───── SUPPLIED ENTRIES

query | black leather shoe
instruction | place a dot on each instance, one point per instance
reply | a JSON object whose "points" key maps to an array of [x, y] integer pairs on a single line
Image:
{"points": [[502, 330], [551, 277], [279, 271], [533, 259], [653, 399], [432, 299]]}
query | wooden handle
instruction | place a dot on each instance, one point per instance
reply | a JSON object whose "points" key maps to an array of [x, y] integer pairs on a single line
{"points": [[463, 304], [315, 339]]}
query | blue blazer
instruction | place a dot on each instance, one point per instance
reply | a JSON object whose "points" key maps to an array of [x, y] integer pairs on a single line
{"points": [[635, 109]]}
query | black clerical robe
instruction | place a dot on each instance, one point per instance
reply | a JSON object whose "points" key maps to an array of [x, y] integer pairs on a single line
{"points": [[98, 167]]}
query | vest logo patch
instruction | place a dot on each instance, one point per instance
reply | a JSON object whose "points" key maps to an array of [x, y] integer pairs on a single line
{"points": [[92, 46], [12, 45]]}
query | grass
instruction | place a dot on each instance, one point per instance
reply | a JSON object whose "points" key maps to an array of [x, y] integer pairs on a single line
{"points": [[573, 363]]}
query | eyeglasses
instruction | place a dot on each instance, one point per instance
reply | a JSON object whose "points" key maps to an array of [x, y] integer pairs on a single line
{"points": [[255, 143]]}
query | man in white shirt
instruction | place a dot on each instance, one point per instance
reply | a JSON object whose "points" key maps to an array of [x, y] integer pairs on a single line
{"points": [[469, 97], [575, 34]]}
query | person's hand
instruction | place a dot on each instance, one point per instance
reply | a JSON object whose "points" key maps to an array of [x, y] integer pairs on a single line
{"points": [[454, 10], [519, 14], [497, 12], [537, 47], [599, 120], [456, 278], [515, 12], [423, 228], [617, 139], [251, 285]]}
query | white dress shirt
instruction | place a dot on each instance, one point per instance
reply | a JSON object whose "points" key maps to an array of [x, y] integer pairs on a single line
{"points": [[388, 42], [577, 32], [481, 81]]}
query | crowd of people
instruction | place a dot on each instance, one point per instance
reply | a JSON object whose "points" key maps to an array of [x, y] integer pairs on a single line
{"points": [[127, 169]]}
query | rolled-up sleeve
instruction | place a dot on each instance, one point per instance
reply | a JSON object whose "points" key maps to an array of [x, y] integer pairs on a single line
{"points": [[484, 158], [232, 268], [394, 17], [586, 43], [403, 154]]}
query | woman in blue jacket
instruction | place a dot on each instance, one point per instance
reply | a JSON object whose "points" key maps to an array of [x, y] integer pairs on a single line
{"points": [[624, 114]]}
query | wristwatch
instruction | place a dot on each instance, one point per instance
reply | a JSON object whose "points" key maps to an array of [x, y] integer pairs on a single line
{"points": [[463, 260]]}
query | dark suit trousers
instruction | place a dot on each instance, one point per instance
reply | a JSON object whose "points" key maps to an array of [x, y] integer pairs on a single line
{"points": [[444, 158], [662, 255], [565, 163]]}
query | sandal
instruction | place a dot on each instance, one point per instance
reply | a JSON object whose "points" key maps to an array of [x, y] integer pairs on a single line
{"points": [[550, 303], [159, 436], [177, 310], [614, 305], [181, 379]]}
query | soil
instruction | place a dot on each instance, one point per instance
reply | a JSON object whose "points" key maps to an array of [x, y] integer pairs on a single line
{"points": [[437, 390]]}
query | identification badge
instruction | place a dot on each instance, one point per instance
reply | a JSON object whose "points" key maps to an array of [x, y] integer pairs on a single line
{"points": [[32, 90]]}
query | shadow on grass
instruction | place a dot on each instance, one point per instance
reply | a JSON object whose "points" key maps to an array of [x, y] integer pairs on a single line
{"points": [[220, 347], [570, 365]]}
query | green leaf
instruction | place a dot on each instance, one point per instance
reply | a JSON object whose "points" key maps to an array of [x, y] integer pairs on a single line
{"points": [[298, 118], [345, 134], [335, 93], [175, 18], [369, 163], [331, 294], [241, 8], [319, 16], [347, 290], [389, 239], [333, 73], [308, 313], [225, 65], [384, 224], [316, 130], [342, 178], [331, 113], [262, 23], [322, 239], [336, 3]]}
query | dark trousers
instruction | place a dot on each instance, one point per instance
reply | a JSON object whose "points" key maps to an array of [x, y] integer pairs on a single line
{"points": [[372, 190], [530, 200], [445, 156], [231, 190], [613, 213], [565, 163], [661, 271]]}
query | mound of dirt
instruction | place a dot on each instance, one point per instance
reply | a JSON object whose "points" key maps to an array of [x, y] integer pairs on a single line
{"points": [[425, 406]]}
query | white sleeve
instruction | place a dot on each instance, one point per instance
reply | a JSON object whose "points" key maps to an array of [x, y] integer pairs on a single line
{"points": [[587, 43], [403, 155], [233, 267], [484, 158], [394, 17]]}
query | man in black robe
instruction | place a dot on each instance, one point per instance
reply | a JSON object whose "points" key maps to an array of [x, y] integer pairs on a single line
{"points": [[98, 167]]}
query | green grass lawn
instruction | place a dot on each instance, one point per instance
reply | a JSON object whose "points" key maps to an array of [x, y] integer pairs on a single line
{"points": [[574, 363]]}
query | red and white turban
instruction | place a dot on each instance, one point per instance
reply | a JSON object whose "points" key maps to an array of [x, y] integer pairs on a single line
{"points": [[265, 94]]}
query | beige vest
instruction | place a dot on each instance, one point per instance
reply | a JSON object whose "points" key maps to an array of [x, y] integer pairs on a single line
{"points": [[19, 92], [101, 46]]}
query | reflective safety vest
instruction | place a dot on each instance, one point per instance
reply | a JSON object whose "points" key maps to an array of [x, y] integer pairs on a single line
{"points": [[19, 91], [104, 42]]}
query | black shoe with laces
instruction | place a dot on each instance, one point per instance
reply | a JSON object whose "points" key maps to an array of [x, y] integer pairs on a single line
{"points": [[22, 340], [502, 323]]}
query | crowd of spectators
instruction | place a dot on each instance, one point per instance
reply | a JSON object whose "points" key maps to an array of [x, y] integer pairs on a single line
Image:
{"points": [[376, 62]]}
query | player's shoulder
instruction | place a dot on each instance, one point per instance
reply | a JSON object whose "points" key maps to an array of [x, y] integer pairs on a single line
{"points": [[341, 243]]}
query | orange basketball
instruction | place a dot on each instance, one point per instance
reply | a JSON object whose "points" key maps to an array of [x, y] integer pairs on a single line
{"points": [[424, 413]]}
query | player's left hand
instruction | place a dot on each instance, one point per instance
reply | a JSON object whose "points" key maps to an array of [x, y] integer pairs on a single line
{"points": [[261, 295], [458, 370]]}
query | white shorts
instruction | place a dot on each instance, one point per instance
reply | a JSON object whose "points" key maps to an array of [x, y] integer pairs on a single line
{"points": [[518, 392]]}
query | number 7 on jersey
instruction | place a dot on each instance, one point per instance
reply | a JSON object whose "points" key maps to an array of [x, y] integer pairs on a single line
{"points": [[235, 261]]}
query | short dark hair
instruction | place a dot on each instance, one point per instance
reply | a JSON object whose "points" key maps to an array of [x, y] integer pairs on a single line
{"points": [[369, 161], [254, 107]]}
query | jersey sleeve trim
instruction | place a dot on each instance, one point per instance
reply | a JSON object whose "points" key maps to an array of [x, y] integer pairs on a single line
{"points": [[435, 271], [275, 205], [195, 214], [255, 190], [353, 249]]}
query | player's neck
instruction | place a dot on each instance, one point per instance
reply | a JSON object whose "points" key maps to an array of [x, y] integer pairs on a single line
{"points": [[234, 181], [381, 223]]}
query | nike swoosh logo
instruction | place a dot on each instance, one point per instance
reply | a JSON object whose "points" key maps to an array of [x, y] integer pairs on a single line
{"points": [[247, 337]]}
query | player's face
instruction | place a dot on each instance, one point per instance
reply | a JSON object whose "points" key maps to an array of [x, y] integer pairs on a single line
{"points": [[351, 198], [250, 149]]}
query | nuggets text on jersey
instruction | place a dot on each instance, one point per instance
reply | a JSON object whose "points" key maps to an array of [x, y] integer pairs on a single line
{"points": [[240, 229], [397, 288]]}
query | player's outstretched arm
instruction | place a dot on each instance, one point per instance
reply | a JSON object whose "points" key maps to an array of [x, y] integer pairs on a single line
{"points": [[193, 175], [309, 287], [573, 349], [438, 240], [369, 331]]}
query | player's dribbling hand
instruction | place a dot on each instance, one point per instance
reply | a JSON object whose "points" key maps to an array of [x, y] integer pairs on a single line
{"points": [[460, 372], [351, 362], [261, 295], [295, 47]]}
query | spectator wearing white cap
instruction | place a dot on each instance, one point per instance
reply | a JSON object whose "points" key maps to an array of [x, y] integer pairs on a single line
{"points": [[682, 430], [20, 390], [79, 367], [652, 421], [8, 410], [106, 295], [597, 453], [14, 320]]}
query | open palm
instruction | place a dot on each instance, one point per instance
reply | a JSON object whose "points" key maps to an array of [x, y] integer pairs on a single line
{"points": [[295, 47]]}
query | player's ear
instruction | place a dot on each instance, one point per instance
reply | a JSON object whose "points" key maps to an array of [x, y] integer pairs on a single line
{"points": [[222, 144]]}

──────────

### TASK TO COMPLETE
Once you find the line containing "query | vest logo patch", stop: reproduce exactly that line and every line of the data before it, and nothing else.

### WRITTEN SOLUTION
query | black leather shoe
instruction | place a dot on each instance, one point per instance
reply | a JSON object whose "points" key maps to an array of [x, y] integer pairs on a single line
Image:
{"points": [[502, 330], [551, 277], [279, 271], [533, 259], [653, 399], [432, 299]]}
query | wooden handle
instruction | place a dot on each instance, one point per instance
reply | a JSON object whose "points" key maps to an array of [x, y] integer pairs on a single line
{"points": [[463, 304], [315, 339]]}
query | blue blazer
instruction | place a dot on each instance, one point per instance
reply | a JSON object whose "points" key maps to an array of [x, y] integer pairs on a single line
{"points": [[635, 109]]}
query | black clerical robe
instruction | place a dot on each instance, one point per instance
reply | a JSON object whose "points" key maps to an array of [x, y] integer pairs on a single line
{"points": [[98, 167]]}
query | vest logo patch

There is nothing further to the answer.